Please find every line in the records below that contains the word "passenger" and copy those lines.

-- AVAILABLE RECORDS --
begin
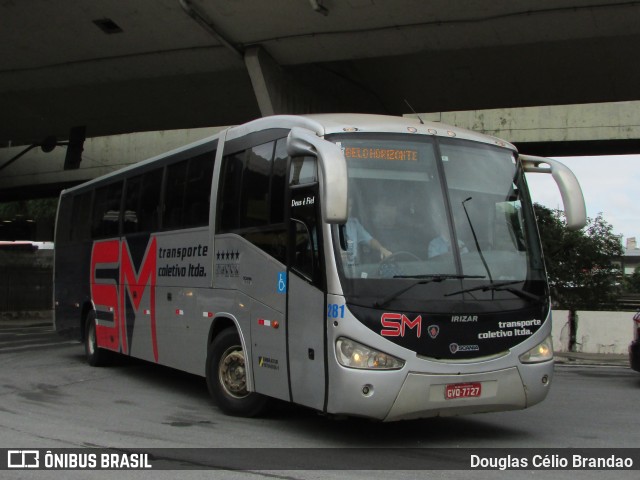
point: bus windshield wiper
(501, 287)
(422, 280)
end
begin
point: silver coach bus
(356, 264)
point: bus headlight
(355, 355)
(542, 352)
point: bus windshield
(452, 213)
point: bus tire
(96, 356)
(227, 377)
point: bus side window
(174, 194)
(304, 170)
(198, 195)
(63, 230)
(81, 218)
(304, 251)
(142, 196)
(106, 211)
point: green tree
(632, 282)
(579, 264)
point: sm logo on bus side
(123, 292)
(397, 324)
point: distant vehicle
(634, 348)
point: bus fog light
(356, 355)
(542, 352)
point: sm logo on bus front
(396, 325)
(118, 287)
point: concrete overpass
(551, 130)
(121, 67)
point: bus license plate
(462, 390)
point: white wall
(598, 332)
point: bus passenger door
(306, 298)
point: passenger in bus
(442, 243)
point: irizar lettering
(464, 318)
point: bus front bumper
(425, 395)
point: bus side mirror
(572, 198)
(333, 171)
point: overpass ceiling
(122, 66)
end
-- OUTPUT --
point: bus passenger door
point: passenger in bus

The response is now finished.